__Given records__:
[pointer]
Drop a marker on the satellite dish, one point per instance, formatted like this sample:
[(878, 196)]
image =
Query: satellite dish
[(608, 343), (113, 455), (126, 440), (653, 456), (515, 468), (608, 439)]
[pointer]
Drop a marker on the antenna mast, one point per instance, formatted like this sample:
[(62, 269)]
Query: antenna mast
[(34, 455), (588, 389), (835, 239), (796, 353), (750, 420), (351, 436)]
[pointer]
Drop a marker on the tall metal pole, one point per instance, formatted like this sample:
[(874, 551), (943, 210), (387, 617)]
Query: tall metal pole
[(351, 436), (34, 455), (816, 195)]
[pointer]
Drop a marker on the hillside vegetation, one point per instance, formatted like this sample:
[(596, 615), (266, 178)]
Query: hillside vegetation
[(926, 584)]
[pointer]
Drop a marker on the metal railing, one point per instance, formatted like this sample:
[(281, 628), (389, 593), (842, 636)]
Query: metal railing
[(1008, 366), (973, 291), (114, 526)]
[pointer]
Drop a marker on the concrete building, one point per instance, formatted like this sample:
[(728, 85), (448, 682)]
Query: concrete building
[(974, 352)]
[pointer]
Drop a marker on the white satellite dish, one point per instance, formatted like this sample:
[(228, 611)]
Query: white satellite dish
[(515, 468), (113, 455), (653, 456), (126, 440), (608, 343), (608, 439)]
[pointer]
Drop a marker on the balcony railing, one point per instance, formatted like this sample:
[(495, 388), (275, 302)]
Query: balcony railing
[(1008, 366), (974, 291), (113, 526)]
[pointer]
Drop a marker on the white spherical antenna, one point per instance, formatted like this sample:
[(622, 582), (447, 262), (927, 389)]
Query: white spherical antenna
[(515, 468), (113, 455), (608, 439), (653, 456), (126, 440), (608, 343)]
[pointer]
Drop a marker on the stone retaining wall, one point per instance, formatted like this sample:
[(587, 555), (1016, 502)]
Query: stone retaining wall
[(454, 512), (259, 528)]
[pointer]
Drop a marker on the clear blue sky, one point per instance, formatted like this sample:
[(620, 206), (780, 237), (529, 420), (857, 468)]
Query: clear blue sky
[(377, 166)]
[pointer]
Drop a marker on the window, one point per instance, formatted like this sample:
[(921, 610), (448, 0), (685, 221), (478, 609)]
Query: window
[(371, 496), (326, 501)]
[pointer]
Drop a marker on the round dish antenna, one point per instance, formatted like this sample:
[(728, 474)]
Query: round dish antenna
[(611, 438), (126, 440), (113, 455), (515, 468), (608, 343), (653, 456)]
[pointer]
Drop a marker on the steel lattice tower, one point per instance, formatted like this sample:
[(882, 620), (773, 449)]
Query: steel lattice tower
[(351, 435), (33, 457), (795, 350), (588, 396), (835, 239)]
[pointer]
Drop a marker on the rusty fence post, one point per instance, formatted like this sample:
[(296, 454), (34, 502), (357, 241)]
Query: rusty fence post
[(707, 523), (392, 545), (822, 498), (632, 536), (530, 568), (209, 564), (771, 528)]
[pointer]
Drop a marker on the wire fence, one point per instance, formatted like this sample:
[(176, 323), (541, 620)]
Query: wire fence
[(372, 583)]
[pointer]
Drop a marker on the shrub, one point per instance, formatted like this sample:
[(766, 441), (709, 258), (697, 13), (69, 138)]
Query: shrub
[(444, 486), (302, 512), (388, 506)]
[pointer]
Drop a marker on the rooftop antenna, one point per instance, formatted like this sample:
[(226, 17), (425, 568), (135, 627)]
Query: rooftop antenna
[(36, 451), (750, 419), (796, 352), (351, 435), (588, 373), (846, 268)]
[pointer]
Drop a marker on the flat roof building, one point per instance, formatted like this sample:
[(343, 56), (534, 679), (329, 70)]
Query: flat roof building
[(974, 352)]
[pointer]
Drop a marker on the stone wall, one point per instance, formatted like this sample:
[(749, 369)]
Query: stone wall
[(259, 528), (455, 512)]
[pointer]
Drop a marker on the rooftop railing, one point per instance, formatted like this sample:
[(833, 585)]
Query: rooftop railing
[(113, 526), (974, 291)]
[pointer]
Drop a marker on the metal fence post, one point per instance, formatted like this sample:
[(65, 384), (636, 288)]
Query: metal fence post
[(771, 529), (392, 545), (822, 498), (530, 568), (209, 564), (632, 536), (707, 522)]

__Work task__:
Only the lines from the one with "[(296, 454), (34, 502), (357, 241)]" through the final line above should be repeated, each exactly as written.

__Completed task__:
[(296, 454), (34, 502), (357, 241)]
Query: rusty fence post
[(707, 523), (392, 545), (822, 498), (632, 536), (530, 568), (209, 564), (771, 528)]
[pointer]
Drop a marker on the wire fence, one point per instance, formatted like this sample:
[(176, 323), (541, 620)]
Query: wire fence
[(372, 583)]
[pointer]
Drop a marker on the shrub, one point per instance, formatted like this sample:
[(766, 441), (709, 258), (697, 13), (69, 138)]
Query: shrub
[(444, 486), (302, 512), (388, 506)]
[pointer]
Drop a marker on the rooftop antenna, one point per instance, formatted like this sample:
[(226, 17), (425, 568), (135, 627)]
Query: rooftop antenna
[(36, 451), (750, 419), (796, 352), (351, 435), (588, 373), (846, 268)]
[pointer]
Drop a marker on the flat roof building, one point per instance, formatted like this sample:
[(343, 56), (534, 679), (329, 70)]
Query: flat roof building
[(974, 352)]
[pointer]
Drop a marker on the stone wall, one point per instance, formatted like this sample:
[(749, 369)]
Query: stone wall
[(259, 528), (455, 512)]
[pointer]
Drop a marker on the rooftop railing, one point per instance, formatted like this sample:
[(833, 585)]
Query: rooftop railing
[(113, 526), (974, 291)]
[pointer]
Drop a marker on the metal fence post, one point per instance, formatted like this sample:
[(65, 384), (636, 288)]
Query: metal fence post
[(771, 529), (392, 545), (822, 498), (530, 568), (209, 564), (632, 536), (707, 522)]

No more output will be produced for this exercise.